» WHAT TO DO:
Every entry needs to be given again exactly as it reads.

» SUPPLIED MATERIAL:

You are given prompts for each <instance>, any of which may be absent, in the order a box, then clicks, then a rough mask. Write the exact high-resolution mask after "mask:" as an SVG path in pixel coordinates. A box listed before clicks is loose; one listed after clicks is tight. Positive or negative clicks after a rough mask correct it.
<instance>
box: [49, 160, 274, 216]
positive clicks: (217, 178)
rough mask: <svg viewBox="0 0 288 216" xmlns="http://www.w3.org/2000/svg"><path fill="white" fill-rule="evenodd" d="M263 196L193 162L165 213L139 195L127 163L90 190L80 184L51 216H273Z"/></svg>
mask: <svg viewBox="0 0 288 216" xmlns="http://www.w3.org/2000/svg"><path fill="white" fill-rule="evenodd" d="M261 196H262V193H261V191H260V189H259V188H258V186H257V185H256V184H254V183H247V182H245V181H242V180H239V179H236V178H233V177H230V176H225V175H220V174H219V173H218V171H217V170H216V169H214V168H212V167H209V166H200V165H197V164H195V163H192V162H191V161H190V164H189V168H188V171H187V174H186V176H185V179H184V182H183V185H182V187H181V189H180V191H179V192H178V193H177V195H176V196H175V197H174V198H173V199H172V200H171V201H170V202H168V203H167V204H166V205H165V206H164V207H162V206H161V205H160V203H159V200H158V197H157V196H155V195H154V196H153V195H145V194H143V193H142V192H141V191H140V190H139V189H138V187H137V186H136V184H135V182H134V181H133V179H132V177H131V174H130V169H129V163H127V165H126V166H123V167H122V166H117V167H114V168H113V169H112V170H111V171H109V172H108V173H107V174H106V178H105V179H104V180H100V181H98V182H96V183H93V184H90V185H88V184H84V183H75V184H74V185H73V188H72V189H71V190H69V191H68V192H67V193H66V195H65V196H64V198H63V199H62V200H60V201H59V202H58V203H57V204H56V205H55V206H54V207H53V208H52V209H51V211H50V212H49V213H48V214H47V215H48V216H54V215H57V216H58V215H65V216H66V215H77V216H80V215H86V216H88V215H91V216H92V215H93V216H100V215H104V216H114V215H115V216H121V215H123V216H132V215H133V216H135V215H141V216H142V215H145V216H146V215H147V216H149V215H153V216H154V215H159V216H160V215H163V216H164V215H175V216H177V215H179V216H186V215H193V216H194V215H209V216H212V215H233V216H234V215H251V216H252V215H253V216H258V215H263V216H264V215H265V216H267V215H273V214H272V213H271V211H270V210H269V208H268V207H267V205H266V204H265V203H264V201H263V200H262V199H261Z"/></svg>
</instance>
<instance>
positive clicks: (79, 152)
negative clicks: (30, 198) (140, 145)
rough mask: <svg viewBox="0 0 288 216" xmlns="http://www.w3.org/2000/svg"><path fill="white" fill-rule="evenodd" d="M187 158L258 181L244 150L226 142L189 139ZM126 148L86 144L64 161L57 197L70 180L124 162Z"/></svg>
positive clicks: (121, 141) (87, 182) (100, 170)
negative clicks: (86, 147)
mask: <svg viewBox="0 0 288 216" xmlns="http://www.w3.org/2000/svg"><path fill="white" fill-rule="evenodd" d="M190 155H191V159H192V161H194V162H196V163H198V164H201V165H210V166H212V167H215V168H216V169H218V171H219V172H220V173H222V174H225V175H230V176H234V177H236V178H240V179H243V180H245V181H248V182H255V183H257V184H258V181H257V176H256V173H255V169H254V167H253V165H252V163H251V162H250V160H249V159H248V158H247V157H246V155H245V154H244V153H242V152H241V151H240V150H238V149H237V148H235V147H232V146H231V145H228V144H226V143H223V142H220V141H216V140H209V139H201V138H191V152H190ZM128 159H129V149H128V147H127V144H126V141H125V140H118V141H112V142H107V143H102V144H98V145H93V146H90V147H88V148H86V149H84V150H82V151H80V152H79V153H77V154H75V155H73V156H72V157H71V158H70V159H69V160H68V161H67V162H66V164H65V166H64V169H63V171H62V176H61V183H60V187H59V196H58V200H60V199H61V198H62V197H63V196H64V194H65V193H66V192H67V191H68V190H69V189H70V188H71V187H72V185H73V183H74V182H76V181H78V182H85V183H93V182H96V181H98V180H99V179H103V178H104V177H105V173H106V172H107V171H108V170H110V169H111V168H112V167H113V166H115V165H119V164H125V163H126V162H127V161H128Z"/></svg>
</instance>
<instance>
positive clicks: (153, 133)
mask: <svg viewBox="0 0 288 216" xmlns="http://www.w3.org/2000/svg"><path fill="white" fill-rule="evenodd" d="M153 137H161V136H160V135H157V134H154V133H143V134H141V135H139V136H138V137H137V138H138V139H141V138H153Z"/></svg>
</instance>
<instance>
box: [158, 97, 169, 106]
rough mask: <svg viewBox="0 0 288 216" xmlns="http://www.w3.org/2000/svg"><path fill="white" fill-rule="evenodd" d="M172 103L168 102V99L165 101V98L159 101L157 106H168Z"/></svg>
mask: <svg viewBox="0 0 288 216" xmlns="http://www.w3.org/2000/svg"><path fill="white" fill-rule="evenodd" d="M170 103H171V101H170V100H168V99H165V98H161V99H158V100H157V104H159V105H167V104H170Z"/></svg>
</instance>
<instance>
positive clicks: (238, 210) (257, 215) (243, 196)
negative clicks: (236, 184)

» SOLUTION TO THIS EXERCISE:
You are given prompts for each <instance>, any of which may be absent, in the order a box, then clicks, then a rough mask. Write the exact high-resolution mask after "mask:" as an SVG path in pixel coordinates. A box listed before clicks is loose; one listed after clicks is tight. Positive or negative clicks after a rough mask correct it.
<instance>
box: [49, 160, 274, 216]
positive clicks: (217, 178)
rough mask: <svg viewBox="0 0 288 216" xmlns="http://www.w3.org/2000/svg"><path fill="white" fill-rule="evenodd" d="M263 196L193 162L165 213L139 195L127 163L90 190L80 184L51 216H273Z"/></svg>
mask: <svg viewBox="0 0 288 216" xmlns="http://www.w3.org/2000/svg"><path fill="white" fill-rule="evenodd" d="M261 196H262V193H261V191H260V189H259V188H258V186H257V185H256V184H254V183H247V182H245V181H242V180H239V179H236V178H233V177H230V176H225V175H220V174H219V173H218V171H217V170H216V169H214V168H212V167H209V166H200V165H197V164H195V163H192V162H191V161H190V164H189V168H188V171H187V174H186V176H185V179H184V182H183V185H182V187H181V189H180V191H179V192H178V193H177V195H176V196H175V197H174V198H173V199H172V200H171V201H170V202H168V203H167V204H166V205H165V206H164V207H162V206H161V205H160V203H159V200H158V197H157V196H155V195H154V196H153V195H145V194H143V193H142V192H141V191H140V190H139V189H138V187H137V186H136V184H135V182H134V181H133V179H132V177H131V174H130V169H129V163H127V165H126V166H123V167H122V166H117V167H114V168H113V169H112V170H111V171H109V172H108V173H107V174H106V178H105V179H104V180H100V181H98V182H96V183H93V184H90V185H88V184H84V183H75V184H74V185H73V188H72V189H71V190H69V191H68V192H67V193H66V195H65V196H64V198H63V199H62V200H60V201H59V202H58V203H57V204H56V205H55V206H54V207H53V208H52V209H51V211H50V212H49V213H48V214H47V215H48V216H54V215H57V216H58V215H65V216H66V215H77V216H80V215H86V216H88V215H91V216H92V215H93V216H100V215H104V216H114V215H115V216H121V215H123V216H132V215H133V216H135V215H141V216H142V215H145V216H146V215H147V216H149V215H153V216H154V215H159V216H160V215H163V216H164V215H175V216H177V215H179V216H186V215H193V216H194V215H209V216H212V215H233V216H234V215H251V216H252V215H253V216H258V215H263V216H264V215H265V216H267V215H273V214H272V213H271V211H270V210H269V208H268V207H267V205H266V204H265V203H264V201H263V200H262V199H261Z"/></svg>
</instance>
<instance>
positive clicks: (79, 152)
negative clicks: (30, 198) (140, 145)
rough mask: <svg viewBox="0 0 288 216" xmlns="http://www.w3.org/2000/svg"><path fill="white" fill-rule="evenodd" d="M187 158L258 181L244 150L226 142L189 139ZM126 148L86 144L64 161L57 197L70 180L124 162Z"/></svg>
positive clicks: (121, 141) (87, 182) (100, 170)
negative clicks: (86, 147)
mask: <svg viewBox="0 0 288 216" xmlns="http://www.w3.org/2000/svg"><path fill="white" fill-rule="evenodd" d="M190 155H191V159H192V161H194V162H196V163H198V164H201V165H210V166H212V167H215V168H216V169H218V171H219V172H220V173H222V174H225V175H230V176H234V177H236V178H240V179H243V180H245V181H248V182H255V183H257V184H258V181H257V176H256V173H255V169H254V167H253V165H252V163H251V162H250V160H249V159H248V158H247V157H246V155H245V154H244V153H242V152H241V151H240V150H238V149H237V148H235V147H232V146H231V145H228V144H226V143H223V142H220V141H216V140H209V139H201V138H191V152H190ZM128 159H129V149H128V147H127V144H126V141H125V140H118V141H112V142H107V143H102V144H98V145H93V146H90V147H88V148H86V149H84V150H82V151H80V152H79V153H77V154H75V155H73V156H72V157H71V158H70V159H69V160H68V161H67V162H66V164H65V166H64V169H63V171H62V176H61V183H60V187H59V196H58V200H60V199H61V198H62V197H63V196H64V194H65V193H66V192H67V191H68V190H69V189H70V188H71V187H72V185H73V183H74V182H76V181H78V182H85V183H93V182H96V181H98V180H99V179H103V178H104V177H105V173H106V172H107V171H108V170H110V169H111V168H112V167H113V166H115V165H119V164H125V163H126V162H127V161H128Z"/></svg>
</instance>
<instance>
positive clicks: (153, 133)
mask: <svg viewBox="0 0 288 216" xmlns="http://www.w3.org/2000/svg"><path fill="white" fill-rule="evenodd" d="M153 137H161V136H160V135H157V134H154V133H143V134H141V135H139V136H138V137H137V138H138V139H141V138H153Z"/></svg>
</instance>
<instance>
box: [158, 97, 169, 106]
rough mask: <svg viewBox="0 0 288 216" xmlns="http://www.w3.org/2000/svg"><path fill="white" fill-rule="evenodd" d="M172 103L168 102V99L165 101V98L159 101L157 106H168Z"/></svg>
mask: <svg viewBox="0 0 288 216" xmlns="http://www.w3.org/2000/svg"><path fill="white" fill-rule="evenodd" d="M170 103H171V101H170V100H168V99H165V98H161V99H158V100H157V104H159V105H167V104H170Z"/></svg>
</instance>
<instance>
positive clicks: (238, 210) (257, 215) (243, 196)
negative clicks: (236, 184)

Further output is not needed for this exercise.